Spoke with a U.S. manufacturer the other day regarding the Manufacturing Agreement my law firm’s international manufacturing lawyers are drafting for them. This company has been manufacturing in Asia and in Mexico for more than a decade and their COO quickly let me know that one of the things that drives him nuts is how his Chinese manufacturers “change prices” on him, no matter what the contract says. He then asked if our Manufacturing Agreement could stop that. My response was “probably not” and then I explained to him why stopping it might not be such a good thing anyway.
“Take your widgets,” I said (actually I mentioned his actual product, but you know what I mean). “Stainless steel is a big part of that. If we put in your contract that your widgets have to remain at X price for three years, we may be asking for trouble. What happens if the price of steel doubles during that time,” I asked. “I’ll tell you what will happen,” I said. “Your Chinese manufacturer will either go back to you and ask to raise its prices in light of its greatly increased costs for stainless steel or it will secretly start replacing some of the stainless steel in your widget. Which would you prefer?”

Pointing records for named objects

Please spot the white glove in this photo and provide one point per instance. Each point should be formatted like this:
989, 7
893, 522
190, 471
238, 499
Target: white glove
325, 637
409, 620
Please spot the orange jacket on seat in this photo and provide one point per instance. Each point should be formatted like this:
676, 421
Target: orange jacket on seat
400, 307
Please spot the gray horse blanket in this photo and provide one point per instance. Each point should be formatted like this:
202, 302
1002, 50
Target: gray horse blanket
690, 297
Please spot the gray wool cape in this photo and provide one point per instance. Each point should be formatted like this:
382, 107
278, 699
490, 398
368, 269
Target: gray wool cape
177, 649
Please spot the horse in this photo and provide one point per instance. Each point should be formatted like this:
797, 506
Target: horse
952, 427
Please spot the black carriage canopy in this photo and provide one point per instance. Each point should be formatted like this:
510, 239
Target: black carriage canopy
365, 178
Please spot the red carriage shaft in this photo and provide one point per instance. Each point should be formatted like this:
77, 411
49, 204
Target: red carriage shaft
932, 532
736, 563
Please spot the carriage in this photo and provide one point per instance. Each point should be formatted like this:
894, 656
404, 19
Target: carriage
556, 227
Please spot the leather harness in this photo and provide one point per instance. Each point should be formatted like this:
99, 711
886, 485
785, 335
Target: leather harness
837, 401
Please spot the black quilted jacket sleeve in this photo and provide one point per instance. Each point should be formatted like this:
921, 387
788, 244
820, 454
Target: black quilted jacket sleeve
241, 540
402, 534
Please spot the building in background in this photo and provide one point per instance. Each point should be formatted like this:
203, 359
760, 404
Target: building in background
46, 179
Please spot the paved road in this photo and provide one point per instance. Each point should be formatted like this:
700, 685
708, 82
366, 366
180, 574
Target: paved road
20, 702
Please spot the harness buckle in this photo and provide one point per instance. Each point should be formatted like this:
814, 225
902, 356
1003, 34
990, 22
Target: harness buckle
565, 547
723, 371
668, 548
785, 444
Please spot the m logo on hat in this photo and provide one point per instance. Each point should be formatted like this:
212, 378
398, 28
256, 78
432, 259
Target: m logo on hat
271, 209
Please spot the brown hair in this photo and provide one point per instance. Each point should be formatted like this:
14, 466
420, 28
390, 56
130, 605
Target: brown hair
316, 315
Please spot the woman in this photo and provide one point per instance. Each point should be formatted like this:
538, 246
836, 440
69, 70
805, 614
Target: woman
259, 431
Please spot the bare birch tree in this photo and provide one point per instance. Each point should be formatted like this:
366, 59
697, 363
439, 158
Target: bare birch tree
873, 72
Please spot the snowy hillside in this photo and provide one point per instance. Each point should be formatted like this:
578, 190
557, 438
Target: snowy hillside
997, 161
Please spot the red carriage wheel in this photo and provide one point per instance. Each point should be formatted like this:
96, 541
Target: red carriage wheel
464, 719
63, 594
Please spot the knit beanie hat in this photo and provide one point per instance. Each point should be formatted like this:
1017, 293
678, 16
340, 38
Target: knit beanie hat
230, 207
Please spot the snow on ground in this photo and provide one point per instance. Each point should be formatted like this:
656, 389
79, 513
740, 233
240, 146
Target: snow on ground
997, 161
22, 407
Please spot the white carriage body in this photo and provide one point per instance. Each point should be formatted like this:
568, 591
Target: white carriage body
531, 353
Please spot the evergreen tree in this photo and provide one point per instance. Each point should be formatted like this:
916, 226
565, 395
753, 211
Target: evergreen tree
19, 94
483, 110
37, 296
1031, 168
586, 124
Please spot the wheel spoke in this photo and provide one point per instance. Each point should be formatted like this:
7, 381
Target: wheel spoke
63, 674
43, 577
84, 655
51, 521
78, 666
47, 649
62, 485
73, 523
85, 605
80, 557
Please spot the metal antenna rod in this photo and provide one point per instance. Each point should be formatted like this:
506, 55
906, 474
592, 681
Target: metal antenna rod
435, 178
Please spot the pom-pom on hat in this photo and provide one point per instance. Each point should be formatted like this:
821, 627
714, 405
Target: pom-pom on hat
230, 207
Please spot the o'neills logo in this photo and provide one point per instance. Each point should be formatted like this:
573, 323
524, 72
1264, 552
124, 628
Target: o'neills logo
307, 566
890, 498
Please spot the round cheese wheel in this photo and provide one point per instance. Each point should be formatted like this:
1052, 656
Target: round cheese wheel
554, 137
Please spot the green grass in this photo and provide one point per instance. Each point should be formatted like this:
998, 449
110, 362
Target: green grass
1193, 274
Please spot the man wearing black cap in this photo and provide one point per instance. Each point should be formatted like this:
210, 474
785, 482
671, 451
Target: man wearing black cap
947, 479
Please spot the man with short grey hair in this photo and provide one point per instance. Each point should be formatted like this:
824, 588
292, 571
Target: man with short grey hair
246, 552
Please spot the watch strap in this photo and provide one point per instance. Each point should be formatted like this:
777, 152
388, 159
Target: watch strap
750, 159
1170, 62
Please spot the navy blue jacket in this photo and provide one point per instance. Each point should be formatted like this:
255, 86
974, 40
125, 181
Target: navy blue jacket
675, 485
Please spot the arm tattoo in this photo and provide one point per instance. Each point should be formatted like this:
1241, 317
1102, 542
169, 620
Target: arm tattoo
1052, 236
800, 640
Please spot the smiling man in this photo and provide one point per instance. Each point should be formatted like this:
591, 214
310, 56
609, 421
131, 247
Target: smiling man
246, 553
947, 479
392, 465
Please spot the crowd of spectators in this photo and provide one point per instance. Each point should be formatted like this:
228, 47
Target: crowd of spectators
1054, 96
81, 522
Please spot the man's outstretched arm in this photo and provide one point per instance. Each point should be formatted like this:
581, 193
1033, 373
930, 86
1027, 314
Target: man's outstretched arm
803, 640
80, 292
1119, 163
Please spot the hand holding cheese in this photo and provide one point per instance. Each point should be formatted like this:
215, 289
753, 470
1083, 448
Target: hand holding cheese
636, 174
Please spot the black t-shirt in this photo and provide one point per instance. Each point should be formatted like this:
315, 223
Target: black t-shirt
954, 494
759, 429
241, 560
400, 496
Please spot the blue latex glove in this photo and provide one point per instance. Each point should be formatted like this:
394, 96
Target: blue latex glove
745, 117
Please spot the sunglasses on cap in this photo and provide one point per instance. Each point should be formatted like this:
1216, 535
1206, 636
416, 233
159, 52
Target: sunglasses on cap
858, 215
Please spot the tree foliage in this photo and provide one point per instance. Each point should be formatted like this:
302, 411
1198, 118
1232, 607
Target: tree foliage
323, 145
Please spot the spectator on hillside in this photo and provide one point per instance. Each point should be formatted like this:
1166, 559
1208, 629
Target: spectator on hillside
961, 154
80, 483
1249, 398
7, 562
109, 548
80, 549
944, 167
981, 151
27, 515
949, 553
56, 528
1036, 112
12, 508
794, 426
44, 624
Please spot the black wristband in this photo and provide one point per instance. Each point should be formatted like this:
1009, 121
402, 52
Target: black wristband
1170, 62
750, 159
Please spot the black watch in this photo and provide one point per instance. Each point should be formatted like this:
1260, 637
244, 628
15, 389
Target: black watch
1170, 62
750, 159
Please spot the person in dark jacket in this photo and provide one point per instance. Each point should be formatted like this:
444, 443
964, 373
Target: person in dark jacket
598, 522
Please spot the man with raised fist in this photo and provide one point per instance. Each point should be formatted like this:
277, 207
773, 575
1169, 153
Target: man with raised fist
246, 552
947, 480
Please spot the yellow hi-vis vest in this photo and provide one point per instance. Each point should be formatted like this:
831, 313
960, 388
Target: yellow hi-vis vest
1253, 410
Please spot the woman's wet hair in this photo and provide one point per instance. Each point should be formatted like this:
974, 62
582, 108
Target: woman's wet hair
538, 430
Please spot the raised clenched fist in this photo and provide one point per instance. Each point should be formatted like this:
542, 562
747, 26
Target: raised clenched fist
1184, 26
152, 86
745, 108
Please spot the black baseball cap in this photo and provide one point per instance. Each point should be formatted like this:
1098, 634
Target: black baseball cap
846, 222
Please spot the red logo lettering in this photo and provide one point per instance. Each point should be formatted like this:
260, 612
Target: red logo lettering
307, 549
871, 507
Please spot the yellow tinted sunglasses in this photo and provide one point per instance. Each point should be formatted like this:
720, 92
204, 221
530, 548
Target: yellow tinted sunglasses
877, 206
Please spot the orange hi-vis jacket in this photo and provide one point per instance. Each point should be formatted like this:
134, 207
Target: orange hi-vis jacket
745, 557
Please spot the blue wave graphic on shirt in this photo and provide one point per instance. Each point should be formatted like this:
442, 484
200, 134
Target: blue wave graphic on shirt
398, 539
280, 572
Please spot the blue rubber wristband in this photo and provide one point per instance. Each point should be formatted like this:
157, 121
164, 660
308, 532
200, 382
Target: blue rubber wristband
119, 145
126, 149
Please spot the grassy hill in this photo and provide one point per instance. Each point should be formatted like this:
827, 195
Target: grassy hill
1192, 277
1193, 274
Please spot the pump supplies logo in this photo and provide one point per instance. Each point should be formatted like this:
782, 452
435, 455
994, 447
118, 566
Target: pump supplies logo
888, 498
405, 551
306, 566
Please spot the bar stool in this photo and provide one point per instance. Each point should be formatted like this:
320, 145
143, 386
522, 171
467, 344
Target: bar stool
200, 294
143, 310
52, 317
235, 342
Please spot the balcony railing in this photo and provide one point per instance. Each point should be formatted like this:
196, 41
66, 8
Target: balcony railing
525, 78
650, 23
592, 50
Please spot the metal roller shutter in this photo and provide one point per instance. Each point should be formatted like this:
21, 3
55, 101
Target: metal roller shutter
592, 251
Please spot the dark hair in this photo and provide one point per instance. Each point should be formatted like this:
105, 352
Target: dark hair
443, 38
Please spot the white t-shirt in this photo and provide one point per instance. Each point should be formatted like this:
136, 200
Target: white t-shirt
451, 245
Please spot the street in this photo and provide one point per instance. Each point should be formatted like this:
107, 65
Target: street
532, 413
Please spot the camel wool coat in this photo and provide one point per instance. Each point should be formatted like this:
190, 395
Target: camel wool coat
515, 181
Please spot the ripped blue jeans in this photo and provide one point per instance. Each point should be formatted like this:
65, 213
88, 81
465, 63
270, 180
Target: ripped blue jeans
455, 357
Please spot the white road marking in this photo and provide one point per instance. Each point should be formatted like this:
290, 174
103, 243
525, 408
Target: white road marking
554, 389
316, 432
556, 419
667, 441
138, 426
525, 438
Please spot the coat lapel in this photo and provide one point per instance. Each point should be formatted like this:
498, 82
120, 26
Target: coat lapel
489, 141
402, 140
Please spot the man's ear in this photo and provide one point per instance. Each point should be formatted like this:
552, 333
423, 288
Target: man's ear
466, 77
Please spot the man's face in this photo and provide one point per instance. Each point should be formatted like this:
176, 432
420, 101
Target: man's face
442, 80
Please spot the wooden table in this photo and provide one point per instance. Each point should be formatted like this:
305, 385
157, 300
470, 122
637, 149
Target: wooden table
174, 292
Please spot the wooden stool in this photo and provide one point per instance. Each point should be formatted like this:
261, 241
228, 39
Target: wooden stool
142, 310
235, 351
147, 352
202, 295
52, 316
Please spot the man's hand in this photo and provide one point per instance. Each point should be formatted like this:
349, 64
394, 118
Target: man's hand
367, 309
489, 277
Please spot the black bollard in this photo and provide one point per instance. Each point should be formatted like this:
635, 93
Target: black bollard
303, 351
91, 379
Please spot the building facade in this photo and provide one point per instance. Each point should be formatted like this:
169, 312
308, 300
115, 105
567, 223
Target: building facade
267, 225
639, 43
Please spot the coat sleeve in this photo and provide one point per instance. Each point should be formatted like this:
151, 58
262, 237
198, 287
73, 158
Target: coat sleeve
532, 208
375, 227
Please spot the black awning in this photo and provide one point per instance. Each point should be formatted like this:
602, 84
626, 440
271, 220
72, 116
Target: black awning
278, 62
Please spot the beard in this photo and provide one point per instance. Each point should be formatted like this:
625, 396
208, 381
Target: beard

§ **Exercise brief**
Reproduce the passage about manufacturing prices word for word, starting with "Spoke with a" and going on through "good thing anyway.". The material has no connection to the passage about manufacturing prices.

§ **Exercise answer**
Spoke with a U.S. manufacturer the other day regarding the Manufacturing Agreement my law firm’s international manufacturing lawyers are drafting for them. This company has been manufacturing in Asia and in Mexico for more than a decade and their COO quickly let me know that one of the things that drives him nuts is how his Chinese manufacturers “change prices” on him, no matter what the contract says. He then asked if our Manufacturing Agreement could stop that. My response was “probably not” and then I explained to him why stopping it might not be such a good thing anyway.